Quoted text –
* * * *

*Magnify*
SPONSORED LINKS
Printed from https://www.writing.com/main/view_item/item_id/2104754-My-Invisible-Illness
Rated: ASR · Article · Educational · #2104754
My realization of how sexism affects my life in both big and small ways.

If you asked me when I was a child what I wanted to be when I grew up, or even through my mid-teens, I would have answered your question without a second thought with “scientist” or “author.” When I was a high school upper classman I started to question why I gave the so little thought, what careers were plausible for me, and what challenges the world would likely present to me. As a college freshman I am more aware of the challenge of sexism within the United States workforce. Now that question brings with it a host of unpleasant thoughts. I am limited in what I can want due to something I cannot change and don’t really want to. am affected by an illness common in the United States – prejudice against the female sex. This illness affects about half the population of the United States and is denied by about half the population, and it takes opportunities from me for no reason. The split between those who believe in my illness and those who deny it is not gender specific, there are many men who are sympathetic to my illness and there are women who insist our illness is a conspiracy concocted by liberals to control women.
I was born a middle class female in the United States. From all the U.S. propaganda you’d think this was a great place to be. That is not true as I found out my senior year of high school, when I realized how badly my ‘illness’ would affect my future. I become more and more aware of sexism’s role in my life the older I get. Contrary to general belief women make up more than half the population on most college campuses and less than half of the stay at home parents. That doesn’t seem to matter to any of the people who tell me that there is no sexism, and that the wage gap is just liberal propaganda and if I want to succeed all I have to do is work hard, oh yeah, and give up on having a family. An insignificant loss. Right?
Unfortunately for them and for me, I want both a career I love and a family I love. With my senior year of high school came the pressure to know what I wanted to be when I grew up. So my friends and I started researching. One of my friends, Natalija, began the year wanting to be a veterinarian. However, when she saw the years of school needed she started to waver. Becoming a veterinarian requires too much time, too much money that she doesn’t have. The moment she threw up her hands and abandoned the idea was the moment she looked at the pay the career would give her. Did you know that female vets are often paid thousands of dollars less than their male counterparts because of their sex? I didn’t until Natalija came to me, so angry her vocabulary had been reduced mostly to expletives with a few choice nouns, verbs, and adjectives. After that I did some research into the wage gap. Partially to help out Natalija, myself, and my other female friends, partially to prove a petty, petulant, conservative teacher wrong. I sat in his class every day for three years and worked hard to learn, and every day he subtly, and not so subtly, reminded me that he thinks I am at fault for my illness.

* * * *

Entries –

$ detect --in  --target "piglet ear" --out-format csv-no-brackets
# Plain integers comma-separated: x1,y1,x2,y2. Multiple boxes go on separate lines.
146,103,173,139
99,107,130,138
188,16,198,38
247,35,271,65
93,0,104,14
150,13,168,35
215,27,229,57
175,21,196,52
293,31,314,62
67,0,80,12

* * * *

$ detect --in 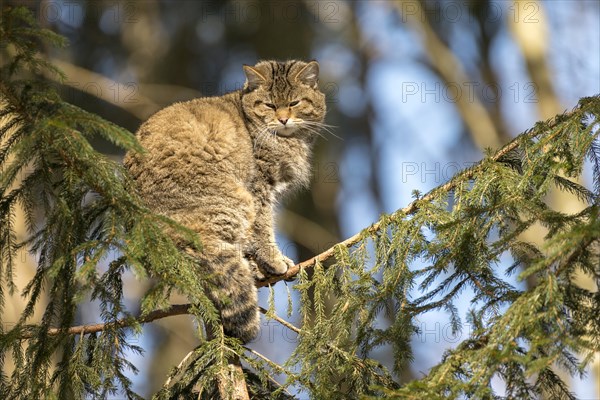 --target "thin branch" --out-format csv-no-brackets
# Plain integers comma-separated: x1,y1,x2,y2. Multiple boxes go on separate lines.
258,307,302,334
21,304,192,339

* * * *

Given request –
Decide whether each statement agrees with the essay about sexism, and back each yes or no with the decisive words from the essay, quoted exactly: (a) Natalija wanted to be a veterinarian at the start of the year. (b) The writer sat in the conservative teacher's class for two years. (c) The writer was born into an upper class family. The records were taken from a different source than the essay about sexism.

Answer to this problem –
(a) Yes: "One of my friends, Natalija, began the year wanting to be a veterinarian."
(b) No: "I sat in his class every day for three years"
(c) No: "I was born a middle class female in the United States."